(A run of records)
────

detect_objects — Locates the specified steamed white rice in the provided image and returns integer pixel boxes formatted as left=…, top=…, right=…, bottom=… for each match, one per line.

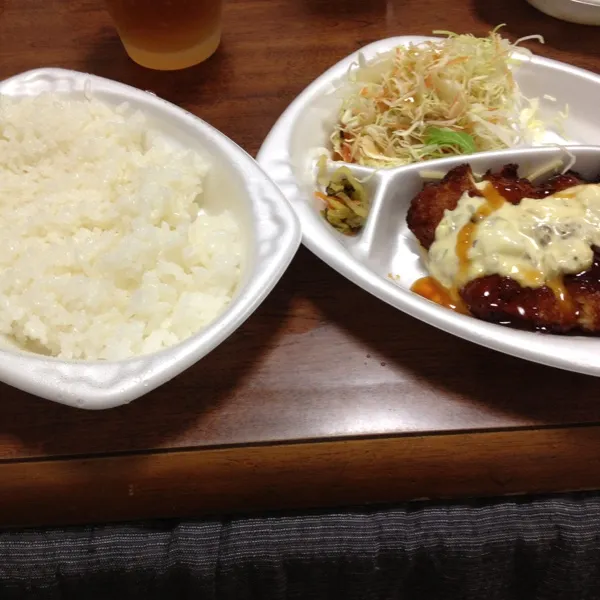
left=0, top=94, right=241, bottom=359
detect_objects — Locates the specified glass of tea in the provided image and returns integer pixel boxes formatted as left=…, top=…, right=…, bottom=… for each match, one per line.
left=106, top=0, right=223, bottom=71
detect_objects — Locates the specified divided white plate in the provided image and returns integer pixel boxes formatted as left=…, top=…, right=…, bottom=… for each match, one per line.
left=0, top=69, right=300, bottom=409
left=258, top=37, right=600, bottom=376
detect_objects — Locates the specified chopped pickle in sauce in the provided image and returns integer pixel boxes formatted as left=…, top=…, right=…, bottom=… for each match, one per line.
left=315, top=167, right=369, bottom=235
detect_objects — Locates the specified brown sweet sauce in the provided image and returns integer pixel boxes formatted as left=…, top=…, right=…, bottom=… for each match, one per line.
left=546, top=277, right=579, bottom=324
left=410, top=277, right=469, bottom=314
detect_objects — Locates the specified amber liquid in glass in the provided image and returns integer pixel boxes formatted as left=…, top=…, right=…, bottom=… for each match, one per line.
left=106, top=0, right=223, bottom=71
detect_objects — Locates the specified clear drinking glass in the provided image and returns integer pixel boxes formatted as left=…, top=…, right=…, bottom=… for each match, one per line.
left=106, top=0, right=223, bottom=71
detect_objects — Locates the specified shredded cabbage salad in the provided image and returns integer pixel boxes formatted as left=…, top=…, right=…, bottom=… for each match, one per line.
left=331, top=27, right=544, bottom=167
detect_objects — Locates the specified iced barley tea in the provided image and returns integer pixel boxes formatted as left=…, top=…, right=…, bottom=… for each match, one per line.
left=106, top=0, right=223, bottom=71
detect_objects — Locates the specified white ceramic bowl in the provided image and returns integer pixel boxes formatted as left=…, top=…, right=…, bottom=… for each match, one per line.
left=0, top=69, right=300, bottom=409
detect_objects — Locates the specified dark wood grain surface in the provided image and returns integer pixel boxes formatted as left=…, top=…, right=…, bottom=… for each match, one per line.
left=0, top=0, right=600, bottom=525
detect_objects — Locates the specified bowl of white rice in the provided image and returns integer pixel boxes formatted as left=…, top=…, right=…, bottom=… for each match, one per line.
left=0, top=69, right=300, bottom=409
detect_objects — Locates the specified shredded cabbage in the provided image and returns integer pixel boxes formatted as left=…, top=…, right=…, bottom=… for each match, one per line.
left=331, top=28, right=543, bottom=167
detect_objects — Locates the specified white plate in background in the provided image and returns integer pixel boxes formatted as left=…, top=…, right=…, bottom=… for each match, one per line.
left=527, top=0, right=600, bottom=25
left=0, top=69, right=300, bottom=409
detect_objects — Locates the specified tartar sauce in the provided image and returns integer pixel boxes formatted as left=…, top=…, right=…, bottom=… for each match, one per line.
left=428, top=182, right=600, bottom=289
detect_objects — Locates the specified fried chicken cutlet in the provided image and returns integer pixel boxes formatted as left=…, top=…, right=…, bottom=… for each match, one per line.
left=407, top=165, right=600, bottom=333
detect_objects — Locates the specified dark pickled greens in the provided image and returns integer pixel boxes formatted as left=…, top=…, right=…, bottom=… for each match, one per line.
left=316, top=167, right=369, bottom=235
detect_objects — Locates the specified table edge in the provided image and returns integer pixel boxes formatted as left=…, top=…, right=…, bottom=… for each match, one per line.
left=0, top=425, right=600, bottom=527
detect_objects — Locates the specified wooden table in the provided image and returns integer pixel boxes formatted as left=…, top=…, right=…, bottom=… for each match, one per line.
left=0, top=0, right=600, bottom=525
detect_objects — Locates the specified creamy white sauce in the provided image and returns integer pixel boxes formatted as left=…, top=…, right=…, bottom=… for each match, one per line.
left=428, top=182, right=600, bottom=288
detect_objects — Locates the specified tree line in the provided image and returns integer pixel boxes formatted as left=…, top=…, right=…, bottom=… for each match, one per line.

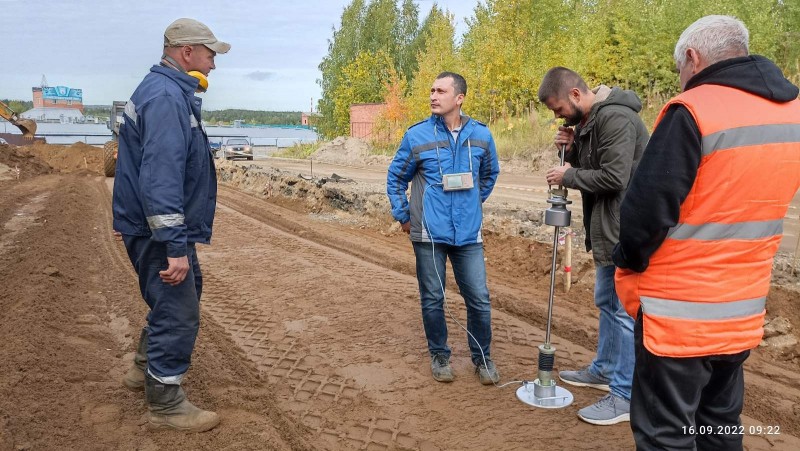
left=318, top=0, right=800, bottom=140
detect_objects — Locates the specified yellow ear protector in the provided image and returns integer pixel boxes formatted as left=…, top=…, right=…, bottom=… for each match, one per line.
left=186, top=70, right=208, bottom=92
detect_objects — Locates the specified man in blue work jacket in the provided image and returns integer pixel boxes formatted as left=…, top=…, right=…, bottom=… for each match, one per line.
left=386, top=72, right=500, bottom=385
left=113, top=19, right=231, bottom=432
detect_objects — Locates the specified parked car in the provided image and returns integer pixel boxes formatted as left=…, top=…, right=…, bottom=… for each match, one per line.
left=219, top=138, right=253, bottom=160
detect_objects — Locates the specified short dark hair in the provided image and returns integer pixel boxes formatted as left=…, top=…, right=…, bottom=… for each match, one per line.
left=539, top=66, right=589, bottom=102
left=436, top=72, right=467, bottom=95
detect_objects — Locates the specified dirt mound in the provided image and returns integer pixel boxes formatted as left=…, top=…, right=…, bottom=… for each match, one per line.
left=0, top=144, right=53, bottom=180
left=25, top=142, right=103, bottom=175
left=311, top=136, right=370, bottom=168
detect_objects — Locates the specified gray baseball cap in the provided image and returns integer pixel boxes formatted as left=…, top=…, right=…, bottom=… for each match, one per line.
left=164, top=18, right=231, bottom=53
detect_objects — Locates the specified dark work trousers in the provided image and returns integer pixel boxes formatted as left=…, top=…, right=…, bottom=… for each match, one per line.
left=122, top=235, right=203, bottom=384
left=631, top=311, right=750, bottom=451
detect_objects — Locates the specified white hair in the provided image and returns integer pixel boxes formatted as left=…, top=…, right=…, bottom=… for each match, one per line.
left=673, top=15, right=750, bottom=66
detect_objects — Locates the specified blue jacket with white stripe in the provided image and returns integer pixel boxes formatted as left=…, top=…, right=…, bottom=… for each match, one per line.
left=113, top=66, right=217, bottom=257
left=386, top=115, right=500, bottom=246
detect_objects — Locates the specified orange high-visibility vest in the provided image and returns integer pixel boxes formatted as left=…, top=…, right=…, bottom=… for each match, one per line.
left=616, top=85, right=800, bottom=357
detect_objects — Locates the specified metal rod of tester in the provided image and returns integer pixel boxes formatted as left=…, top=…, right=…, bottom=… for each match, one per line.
left=544, top=144, right=567, bottom=348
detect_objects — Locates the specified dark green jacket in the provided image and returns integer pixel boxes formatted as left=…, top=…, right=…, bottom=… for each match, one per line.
left=563, top=86, right=649, bottom=266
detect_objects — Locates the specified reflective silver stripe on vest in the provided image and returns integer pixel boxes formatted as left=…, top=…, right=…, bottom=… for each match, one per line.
left=703, top=124, right=800, bottom=157
left=641, top=296, right=767, bottom=320
left=667, top=219, right=783, bottom=240
left=147, top=213, right=184, bottom=230
left=124, top=100, right=139, bottom=124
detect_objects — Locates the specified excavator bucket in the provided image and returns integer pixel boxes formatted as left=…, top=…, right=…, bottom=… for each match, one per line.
left=12, top=119, right=36, bottom=139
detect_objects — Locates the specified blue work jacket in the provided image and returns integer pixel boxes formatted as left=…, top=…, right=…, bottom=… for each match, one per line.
left=386, top=115, right=500, bottom=246
left=113, top=66, right=217, bottom=257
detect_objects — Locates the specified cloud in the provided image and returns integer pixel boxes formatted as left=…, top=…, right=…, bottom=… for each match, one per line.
left=245, top=70, right=277, bottom=81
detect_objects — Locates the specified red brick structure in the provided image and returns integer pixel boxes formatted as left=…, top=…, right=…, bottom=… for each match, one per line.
left=350, top=103, right=386, bottom=140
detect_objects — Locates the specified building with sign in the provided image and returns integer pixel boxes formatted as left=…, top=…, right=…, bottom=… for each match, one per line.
left=33, top=86, right=83, bottom=114
left=20, top=76, right=84, bottom=123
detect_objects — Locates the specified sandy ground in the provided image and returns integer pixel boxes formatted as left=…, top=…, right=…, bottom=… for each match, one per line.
left=0, top=142, right=800, bottom=451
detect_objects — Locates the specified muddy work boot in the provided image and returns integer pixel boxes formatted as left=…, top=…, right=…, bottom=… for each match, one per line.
left=475, top=359, right=500, bottom=385
left=578, top=393, right=631, bottom=426
left=122, top=328, right=147, bottom=391
left=431, top=354, right=454, bottom=382
left=144, top=374, right=219, bottom=432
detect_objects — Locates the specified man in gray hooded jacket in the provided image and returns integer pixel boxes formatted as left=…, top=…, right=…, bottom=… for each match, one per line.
left=539, top=67, right=649, bottom=425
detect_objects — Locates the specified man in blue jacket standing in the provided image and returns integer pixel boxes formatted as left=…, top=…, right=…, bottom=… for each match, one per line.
left=113, top=19, right=231, bottom=432
left=386, top=72, right=500, bottom=385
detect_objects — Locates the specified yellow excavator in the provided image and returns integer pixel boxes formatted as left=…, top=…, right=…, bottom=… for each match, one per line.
left=0, top=102, right=36, bottom=139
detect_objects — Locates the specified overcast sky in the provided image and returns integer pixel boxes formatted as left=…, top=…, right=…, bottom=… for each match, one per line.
left=0, top=0, right=479, bottom=111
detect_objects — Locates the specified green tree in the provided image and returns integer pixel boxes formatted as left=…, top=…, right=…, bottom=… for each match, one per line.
left=317, top=0, right=366, bottom=137
left=408, top=5, right=460, bottom=120
left=332, top=51, right=395, bottom=136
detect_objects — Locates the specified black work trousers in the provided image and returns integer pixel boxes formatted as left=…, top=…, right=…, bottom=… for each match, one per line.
left=631, top=311, right=750, bottom=451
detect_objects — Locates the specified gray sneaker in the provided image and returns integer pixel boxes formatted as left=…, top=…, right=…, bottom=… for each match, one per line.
left=578, top=393, right=631, bottom=426
left=475, top=359, right=500, bottom=385
left=431, top=354, right=454, bottom=382
left=558, top=366, right=611, bottom=391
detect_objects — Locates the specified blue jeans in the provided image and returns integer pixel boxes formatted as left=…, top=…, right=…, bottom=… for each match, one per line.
left=412, top=242, right=492, bottom=365
left=122, top=235, right=203, bottom=384
left=589, top=265, right=635, bottom=401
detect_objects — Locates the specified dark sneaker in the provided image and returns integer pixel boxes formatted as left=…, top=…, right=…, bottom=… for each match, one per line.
left=475, top=359, right=500, bottom=385
left=431, top=354, right=454, bottom=382
left=578, top=393, right=631, bottom=426
left=558, top=366, right=611, bottom=391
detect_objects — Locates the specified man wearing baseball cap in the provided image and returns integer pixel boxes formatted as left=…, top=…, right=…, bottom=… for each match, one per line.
left=113, top=19, right=231, bottom=432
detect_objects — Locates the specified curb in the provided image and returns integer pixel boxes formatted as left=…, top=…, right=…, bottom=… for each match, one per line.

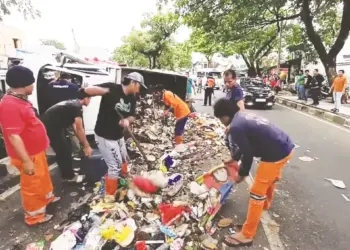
left=276, top=96, right=350, bottom=129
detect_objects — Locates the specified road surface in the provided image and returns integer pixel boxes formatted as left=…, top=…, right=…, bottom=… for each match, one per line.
left=198, top=92, right=350, bottom=250
left=0, top=91, right=350, bottom=250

────

■ Short task
In the records above, find the line with "detect_objects — Locates the specified man wearing" and copy from it through the last line exactly, without the pictures.

■ Answer to the task
detect_objects — Locates the specified man wearing baseball cap in the provided image and returns integer pixel boxes formatted as left=…, top=…, right=…, bottom=… for each match, one per line.
left=113, top=19, right=231, bottom=432
detect_objects — Locates the specified curb in the provided image and returns integer pixel boxes formatted as left=…, top=…, right=…, bottom=… for each match, one per line.

left=276, top=96, right=350, bottom=129
detect_objects — Locates the specified road surface in the provided image and returns integer pixel boxes formatted as left=…, top=…, right=…, bottom=… for each match, one per line.
left=198, top=92, right=350, bottom=250
left=0, top=91, right=350, bottom=250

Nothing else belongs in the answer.